• Task 1: Rewrite the Good Wife blog post from the words "The other day" through the words "search algorithm transparent.", replacing "Chumhum" with "Findr" everywhere it occurs.

• Text block:
========================================

Blog: If you are a politician and you want to learn about tech and society: watch the Good Wife!
If you are a politician and you want to learn about tech and society: watch the Good Wife!
The CBS lawyer series the Good Wife, build around the fictional lawyer Alicia Florrick, often presents us tech cases with interesting legal and ethical questions. It introduces the general public to the legal and ethical dilemmas that come with artificial intelligent (AI) based decision making.
The other day I watched the episode “Two Girls One Code”. In this episode the facts of the matter were as follows.
Chumhum is an imaginary search engine, let’s say the equivalent of Google. As with Google, Chumhum makes rankings when presenting search results. All of a sudden Chumhum ranked Motions, a software voice recognition company, from place one to a much lower ranking. Such in favor of another company. Motions argued that they suffered damages, arguing that if a search engine ignores you, you actually do not exist.
Chumhum denied that they willingly changed the algorithm to the detriment of Motions. Mr Gross (the owner of Chumhum), however, couldn’t exactly explain to the judge (an older but very tech savvy judge) how the search algorithm works.
Motions demanded to make the search algorithm transparent.
AI principles and guidelines
AI is a collective term for technologies that have a (rudimentary) form of cognition and with which the makers have tried to imitate a part of the human brain. Technology that makes use of machine learning is a form of AI that is able to develop itself through analysis of data and thus to make decisions that are not or not fully programmed by man.

========================================

• Task 2: Print the entries below without change, starting at the line that has "Target: rocky outcrop" and continuing through the end of the entries.

========================================

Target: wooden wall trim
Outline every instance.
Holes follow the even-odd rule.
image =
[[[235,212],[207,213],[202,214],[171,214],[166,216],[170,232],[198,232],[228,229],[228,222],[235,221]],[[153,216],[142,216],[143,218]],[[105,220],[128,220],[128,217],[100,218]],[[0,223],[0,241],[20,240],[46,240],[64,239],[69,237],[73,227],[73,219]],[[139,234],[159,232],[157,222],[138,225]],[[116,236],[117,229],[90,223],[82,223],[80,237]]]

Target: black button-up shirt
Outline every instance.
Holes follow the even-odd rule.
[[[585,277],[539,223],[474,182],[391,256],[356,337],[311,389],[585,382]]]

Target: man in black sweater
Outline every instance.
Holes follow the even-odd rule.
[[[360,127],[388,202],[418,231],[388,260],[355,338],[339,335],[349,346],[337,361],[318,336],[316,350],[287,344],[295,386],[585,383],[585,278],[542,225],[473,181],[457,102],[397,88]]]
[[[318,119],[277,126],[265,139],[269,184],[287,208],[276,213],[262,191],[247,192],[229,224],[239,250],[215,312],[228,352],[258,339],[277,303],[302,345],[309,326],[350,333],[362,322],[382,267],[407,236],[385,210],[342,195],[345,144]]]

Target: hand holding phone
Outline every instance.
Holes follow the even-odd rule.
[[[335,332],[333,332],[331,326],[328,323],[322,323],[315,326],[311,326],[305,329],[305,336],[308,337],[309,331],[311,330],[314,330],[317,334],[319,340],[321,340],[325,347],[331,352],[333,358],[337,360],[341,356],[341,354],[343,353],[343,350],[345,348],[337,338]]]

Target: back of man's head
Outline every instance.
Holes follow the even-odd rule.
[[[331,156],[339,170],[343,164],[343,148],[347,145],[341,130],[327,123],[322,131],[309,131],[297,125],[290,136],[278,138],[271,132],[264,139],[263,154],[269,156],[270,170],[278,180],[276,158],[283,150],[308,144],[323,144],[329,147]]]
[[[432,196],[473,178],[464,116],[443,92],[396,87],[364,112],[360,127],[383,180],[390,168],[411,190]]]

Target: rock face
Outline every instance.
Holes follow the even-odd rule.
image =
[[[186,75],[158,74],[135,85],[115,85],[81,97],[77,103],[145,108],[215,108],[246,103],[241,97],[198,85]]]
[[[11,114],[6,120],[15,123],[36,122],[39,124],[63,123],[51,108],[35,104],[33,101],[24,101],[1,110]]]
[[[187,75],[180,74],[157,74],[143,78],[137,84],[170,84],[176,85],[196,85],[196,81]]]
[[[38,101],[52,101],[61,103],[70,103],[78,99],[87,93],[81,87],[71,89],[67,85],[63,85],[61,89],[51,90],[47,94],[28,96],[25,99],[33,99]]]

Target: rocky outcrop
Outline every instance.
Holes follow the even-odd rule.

========================================

• Correct response 1:
The other day I watched the episode “Two Girls One Code”. In this episode the facts of the matter were as follows.
Findr is an imaginary search engine, let’s say the equivalent of Google. As with Google, Findr makes rankings when presenting search results. All of a sudden Findr ranked Motions, a software voice recognition company, from place one to a much lower ranking. Such in favor of another company. Motions argued that they suffered damages, arguing that if a search engine ignores you, you actually do not exist.
Findr denied that they willingly changed the algorithm to the detriment of Motions. Mr Gross (the owner of Findr), however, couldn’t exactly explain to the judge (an older but very tech savvy judge) how the search algorithm works.
Motions demanded to make the search algorithm transparent.

• Correct response 2:
Target: rocky outcrop
Outline every instance.
Holes follow the even-odd rule.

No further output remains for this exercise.